-- Start --
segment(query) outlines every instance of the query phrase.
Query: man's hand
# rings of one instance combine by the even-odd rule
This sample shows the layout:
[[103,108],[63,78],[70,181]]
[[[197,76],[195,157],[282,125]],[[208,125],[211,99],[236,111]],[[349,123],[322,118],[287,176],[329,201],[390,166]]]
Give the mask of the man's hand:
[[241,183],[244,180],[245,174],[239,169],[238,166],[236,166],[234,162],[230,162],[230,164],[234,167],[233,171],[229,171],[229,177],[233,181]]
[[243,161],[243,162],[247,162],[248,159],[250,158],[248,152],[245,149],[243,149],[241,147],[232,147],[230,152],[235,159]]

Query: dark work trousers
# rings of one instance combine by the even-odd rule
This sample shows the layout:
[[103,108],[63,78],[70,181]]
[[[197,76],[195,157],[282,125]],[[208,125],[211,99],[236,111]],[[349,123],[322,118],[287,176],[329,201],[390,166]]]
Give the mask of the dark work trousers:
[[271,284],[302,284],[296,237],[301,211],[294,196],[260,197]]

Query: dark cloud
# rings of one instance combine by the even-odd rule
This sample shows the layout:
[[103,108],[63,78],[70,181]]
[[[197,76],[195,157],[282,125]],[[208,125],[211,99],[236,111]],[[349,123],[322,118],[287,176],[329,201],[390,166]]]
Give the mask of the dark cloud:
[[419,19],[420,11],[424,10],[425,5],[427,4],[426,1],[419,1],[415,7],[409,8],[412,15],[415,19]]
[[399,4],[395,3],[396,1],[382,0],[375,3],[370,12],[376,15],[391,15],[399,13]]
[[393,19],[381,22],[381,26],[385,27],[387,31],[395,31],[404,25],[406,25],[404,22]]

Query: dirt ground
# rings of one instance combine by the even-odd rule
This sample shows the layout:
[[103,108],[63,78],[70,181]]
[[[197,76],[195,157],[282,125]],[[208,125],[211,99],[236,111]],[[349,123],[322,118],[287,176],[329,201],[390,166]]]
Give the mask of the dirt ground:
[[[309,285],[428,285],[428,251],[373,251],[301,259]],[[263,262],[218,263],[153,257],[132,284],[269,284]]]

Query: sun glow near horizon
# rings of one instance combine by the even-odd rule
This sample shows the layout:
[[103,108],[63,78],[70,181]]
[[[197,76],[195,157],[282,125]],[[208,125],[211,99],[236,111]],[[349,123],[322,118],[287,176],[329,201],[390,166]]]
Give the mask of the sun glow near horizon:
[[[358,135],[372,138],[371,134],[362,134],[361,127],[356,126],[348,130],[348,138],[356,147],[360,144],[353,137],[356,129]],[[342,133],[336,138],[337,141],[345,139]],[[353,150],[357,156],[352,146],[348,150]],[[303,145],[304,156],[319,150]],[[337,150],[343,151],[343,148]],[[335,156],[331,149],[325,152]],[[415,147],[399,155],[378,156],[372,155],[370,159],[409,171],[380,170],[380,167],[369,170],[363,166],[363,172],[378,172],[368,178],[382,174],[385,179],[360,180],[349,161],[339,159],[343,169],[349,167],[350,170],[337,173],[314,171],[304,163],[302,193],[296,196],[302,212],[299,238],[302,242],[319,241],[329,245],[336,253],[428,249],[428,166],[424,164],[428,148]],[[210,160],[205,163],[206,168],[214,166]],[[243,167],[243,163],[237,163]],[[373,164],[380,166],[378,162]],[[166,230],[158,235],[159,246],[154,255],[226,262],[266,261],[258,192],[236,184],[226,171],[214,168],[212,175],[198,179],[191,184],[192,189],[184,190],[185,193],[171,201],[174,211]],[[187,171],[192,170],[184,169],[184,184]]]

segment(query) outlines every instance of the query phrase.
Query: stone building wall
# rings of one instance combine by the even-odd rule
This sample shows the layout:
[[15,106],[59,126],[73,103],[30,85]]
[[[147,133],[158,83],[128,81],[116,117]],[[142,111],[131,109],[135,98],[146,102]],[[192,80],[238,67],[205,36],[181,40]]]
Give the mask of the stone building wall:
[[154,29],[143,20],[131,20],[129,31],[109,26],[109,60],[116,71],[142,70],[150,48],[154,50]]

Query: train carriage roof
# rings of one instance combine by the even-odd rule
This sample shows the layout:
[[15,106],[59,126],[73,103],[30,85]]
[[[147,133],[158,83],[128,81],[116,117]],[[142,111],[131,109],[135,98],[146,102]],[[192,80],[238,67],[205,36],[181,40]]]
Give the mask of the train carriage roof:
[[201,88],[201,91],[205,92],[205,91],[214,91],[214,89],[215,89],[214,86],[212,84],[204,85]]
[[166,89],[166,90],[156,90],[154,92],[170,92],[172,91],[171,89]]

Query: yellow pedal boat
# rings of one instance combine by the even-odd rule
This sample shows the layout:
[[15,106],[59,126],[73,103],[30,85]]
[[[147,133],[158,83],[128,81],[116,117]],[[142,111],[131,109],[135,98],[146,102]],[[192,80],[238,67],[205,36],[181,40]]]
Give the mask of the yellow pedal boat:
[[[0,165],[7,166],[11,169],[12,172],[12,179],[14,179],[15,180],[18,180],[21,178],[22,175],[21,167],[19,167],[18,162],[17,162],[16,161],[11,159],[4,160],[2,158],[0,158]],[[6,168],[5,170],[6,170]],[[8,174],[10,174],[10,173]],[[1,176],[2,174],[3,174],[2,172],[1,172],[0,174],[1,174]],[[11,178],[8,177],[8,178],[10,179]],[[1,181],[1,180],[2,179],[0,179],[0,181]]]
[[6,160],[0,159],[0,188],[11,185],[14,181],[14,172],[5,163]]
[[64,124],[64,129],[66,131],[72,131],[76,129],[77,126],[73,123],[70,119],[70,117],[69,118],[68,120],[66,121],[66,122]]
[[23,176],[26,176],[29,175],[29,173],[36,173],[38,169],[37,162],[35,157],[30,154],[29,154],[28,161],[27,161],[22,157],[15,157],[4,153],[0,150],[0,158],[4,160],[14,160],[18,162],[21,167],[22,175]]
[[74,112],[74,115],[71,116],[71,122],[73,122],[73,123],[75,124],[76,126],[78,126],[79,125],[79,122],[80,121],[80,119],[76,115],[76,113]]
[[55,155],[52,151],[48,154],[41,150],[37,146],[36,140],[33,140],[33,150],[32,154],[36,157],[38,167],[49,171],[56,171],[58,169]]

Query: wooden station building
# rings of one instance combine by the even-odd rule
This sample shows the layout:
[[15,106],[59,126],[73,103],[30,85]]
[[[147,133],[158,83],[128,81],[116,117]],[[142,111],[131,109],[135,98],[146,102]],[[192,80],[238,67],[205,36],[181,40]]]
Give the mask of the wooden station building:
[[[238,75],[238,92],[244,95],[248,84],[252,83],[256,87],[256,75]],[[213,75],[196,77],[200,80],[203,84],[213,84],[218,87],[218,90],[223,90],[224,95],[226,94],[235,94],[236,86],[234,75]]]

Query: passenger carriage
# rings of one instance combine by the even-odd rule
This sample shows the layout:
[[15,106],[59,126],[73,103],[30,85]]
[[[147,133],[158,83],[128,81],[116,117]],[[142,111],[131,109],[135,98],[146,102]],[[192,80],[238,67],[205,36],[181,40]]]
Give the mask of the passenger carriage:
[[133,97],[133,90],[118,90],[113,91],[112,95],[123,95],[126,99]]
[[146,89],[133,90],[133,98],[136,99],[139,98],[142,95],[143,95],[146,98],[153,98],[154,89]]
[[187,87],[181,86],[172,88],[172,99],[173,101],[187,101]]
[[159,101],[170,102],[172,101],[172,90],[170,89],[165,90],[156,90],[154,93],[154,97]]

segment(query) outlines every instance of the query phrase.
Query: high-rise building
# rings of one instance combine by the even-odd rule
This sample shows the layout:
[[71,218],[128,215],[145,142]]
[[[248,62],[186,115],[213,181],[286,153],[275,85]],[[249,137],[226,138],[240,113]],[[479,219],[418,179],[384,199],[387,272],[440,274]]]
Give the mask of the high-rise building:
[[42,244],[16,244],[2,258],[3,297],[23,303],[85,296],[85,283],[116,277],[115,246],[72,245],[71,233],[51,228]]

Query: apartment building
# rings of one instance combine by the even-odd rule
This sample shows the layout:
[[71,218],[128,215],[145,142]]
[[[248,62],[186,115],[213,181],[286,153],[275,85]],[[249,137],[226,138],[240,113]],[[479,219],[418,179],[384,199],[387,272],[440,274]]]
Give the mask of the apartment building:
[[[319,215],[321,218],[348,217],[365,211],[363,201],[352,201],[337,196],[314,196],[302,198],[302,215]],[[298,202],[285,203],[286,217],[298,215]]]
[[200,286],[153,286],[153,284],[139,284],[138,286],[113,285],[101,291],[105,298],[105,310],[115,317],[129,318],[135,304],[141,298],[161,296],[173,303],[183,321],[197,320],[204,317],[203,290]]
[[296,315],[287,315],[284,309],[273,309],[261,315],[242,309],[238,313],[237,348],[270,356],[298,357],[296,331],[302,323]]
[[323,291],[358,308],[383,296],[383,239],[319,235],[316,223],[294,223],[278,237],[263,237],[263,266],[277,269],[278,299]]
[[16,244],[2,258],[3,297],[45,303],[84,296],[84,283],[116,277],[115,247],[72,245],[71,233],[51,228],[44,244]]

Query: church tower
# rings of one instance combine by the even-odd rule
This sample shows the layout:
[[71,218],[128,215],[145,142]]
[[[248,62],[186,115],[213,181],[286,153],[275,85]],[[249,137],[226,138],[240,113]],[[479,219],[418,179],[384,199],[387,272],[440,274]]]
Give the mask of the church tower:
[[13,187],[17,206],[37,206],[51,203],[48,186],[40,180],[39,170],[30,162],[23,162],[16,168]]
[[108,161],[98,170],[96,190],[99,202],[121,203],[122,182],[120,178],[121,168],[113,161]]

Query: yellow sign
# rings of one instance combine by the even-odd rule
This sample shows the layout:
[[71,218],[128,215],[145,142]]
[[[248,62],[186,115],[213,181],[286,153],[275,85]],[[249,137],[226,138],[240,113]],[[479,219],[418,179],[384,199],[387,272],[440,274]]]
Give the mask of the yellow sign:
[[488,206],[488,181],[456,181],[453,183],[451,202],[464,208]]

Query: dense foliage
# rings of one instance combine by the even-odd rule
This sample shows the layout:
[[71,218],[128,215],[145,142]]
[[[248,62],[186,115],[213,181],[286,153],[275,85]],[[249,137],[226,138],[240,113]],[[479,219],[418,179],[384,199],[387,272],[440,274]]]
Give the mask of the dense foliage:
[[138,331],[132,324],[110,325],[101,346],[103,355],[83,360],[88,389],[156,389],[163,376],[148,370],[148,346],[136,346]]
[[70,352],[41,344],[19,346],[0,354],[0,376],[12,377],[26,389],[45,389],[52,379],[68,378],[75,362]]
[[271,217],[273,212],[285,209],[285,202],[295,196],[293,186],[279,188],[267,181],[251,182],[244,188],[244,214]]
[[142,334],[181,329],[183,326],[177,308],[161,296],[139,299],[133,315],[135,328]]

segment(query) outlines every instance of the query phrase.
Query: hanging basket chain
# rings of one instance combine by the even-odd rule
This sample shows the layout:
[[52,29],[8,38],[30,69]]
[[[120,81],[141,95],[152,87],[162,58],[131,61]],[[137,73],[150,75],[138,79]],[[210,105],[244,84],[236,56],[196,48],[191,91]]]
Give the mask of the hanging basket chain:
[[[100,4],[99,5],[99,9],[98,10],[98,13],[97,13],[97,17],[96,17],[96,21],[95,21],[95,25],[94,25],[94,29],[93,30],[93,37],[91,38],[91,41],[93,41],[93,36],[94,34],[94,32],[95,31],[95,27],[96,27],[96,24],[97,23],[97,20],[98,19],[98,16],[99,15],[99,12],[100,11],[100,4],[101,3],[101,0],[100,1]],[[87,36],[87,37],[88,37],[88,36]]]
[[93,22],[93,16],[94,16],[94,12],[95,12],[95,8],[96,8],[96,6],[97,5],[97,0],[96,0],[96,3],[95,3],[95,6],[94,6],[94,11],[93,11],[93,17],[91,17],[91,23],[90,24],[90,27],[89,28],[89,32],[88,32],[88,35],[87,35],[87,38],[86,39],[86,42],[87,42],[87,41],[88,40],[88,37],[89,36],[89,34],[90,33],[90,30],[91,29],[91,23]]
-- End --
◆ Exercise directions
Please count the lines in the records above that contain the string "train". Give only the number.

◆ Output for this exercise
2